**SOURCE DATA**
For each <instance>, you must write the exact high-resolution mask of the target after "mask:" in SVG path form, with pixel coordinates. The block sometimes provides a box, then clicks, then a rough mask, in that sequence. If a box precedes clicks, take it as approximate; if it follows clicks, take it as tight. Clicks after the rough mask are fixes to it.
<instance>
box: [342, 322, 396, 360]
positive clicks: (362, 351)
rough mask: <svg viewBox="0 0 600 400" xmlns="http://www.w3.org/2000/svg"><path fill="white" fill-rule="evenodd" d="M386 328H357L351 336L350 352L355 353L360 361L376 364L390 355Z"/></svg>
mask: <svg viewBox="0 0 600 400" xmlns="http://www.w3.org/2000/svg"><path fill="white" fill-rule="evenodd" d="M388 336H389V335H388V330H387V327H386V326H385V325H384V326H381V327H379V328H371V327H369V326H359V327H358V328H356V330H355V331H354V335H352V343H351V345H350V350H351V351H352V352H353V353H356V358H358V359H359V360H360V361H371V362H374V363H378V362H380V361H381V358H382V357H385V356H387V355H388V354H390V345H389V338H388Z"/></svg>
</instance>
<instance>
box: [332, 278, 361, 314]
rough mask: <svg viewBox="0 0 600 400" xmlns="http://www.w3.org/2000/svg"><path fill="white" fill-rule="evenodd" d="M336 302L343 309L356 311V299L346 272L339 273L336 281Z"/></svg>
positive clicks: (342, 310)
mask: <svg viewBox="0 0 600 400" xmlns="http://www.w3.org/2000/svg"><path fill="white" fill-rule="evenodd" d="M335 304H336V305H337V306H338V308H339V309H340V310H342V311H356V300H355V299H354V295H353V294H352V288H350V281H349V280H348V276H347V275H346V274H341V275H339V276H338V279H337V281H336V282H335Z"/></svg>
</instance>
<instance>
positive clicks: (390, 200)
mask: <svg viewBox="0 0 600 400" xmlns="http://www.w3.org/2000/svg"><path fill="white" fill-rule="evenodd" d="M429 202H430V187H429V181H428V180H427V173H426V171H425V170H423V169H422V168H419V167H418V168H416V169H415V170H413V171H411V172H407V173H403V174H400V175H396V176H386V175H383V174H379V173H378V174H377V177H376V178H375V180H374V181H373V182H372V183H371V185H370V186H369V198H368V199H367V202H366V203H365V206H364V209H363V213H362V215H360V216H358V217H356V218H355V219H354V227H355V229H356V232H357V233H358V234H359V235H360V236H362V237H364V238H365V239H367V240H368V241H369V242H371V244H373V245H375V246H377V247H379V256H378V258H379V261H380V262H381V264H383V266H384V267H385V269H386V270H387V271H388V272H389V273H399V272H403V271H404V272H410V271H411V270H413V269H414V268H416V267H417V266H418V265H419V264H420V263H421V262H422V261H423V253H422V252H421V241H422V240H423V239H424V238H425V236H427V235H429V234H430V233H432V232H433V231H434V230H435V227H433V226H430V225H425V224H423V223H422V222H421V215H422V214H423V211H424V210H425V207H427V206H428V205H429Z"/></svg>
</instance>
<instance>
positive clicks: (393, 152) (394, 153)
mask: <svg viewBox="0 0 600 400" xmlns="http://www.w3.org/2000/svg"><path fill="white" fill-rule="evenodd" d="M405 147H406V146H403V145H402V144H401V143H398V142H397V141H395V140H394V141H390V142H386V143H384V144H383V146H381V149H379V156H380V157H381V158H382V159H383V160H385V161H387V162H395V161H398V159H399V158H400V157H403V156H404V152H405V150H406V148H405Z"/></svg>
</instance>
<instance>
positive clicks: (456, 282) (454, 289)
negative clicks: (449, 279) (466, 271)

**EXERCISE REQUIREMENTS**
Transcribe the data above in its entirety, exactly.

**RESULT OF THE EXERCISE**
For each <instance>, you must write the exact high-resolution mask of the target after "mask:" in SVG path form, with pixel coordinates. The block sometimes provides a box, then clicks, then a rough mask, in that sequence. If a box precedes clicks, take it as approximate; if it follows clicks, take it as tight. Clicks after the rough mask are fixes to it.
<instance>
box: [342, 322, 396, 360]
positive clicks: (362, 351)
rough mask: <svg viewBox="0 0 600 400" xmlns="http://www.w3.org/2000/svg"><path fill="white" fill-rule="evenodd" d="M386 328H357L351 336L350 352L355 353L360 361L376 364L390 355Z"/></svg>
mask: <svg viewBox="0 0 600 400" xmlns="http://www.w3.org/2000/svg"><path fill="white" fill-rule="evenodd" d="M388 336H389V335H388V330H387V327H386V326H385V325H384V326H381V327H379V328H371V327H369V326H359V327H358V328H356V330H355V331H354V335H352V343H351V345H350V350H351V351H352V352H353V353H356V358H358V359H359V360H360V361H371V362H374V363H378V362H380V361H381V358H382V357H385V356H387V355H388V354H390V345H389V338H388Z"/></svg>
</instance>
<instance>
box: [332, 278, 361, 314]
rough mask: <svg viewBox="0 0 600 400" xmlns="http://www.w3.org/2000/svg"><path fill="white" fill-rule="evenodd" d="M336 302L343 309L356 311V299L346 272L339 273L336 281Z"/></svg>
positive clicks: (342, 310)
mask: <svg viewBox="0 0 600 400" xmlns="http://www.w3.org/2000/svg"><path fill="white" fill-rule="evenodd" d="M335 304H336V305H337V306H338V308H339V309H340V310H342V311H356V300H355V299H354V295H353V294H352V288H350V281H349V280H348V276H347V275H346V274H341V275H339V276H338V279H337V281H336V282H335Z"/></svg>
</instance>
<instance>
positive clicks: (390, 200)
mask: <svg viewBox="0 0 600 400" xmlns="http://www.w3.org/2000/svg"><path fill="white" fill-rule="evenodd" d="M429 202H430V187H429V181H428V180H427V173H426V171H425V170H423V169H422V168H419V167H418V168H416V169H415V170H413V171H411V172H407V173H403V174H400V175H396V176H386V175H383V174H379V173H378V174H377V177H376V178H375V180H374V181H373V182H372V183H371V185H370V186H369V198H368V199H367V202H366V203H365V206H364V209H363V213H362V215H360V216H358V217H356V218H355V219H354V227H355V229H356V232H357V233H358V234H359V235H360V236H362V237H364V238H365V239H367V240H368V241H369V242H371V244H373V245H375V246H377V247H379V256H378V258H379V261H380V262H381V264H383V266H384V267H385V269H386V270H387V271H388V272H389V273H399V272H403V271H404V272H410V271H411V270H413V269H414V268H416V267H417V266H418V265H419V264H420V263H421V262H422V261H423V253H422V252H421V241H422V240H423V239H424V238H425V236H427V235H429V234H430V233H432V232H433V231H434V230H435V227H433V226H430V225H425V224H423V223H422V222H421V215H422V214H423V211H424V210H425V207H427V206H428V205H429Z"/></svg>
</instance>
<instance>
positive clicks: (393, 152) (394, 153)
mask: <svg viewBox="0 0 600 400" xmlns="http://www.w3.org/2000/svg"><path fill="white" fill-rule="evenodd" d="M405 147H406V146H403V145H402V144H401V143H398V142H397V141H395V140H394V141H390V142H386V143H384V144H383V146H381V149H379V156H380V157H381V158H382V159H383V160H385V161H387V162H395V161H398V159H399V158H400V157H403V156H404V152H405V150H406V148H405Z"/></svg>
</instance>
<instance>
positive clicks: (456, 282) (454, 289)
negative clicks: (449, 279) (466, 271)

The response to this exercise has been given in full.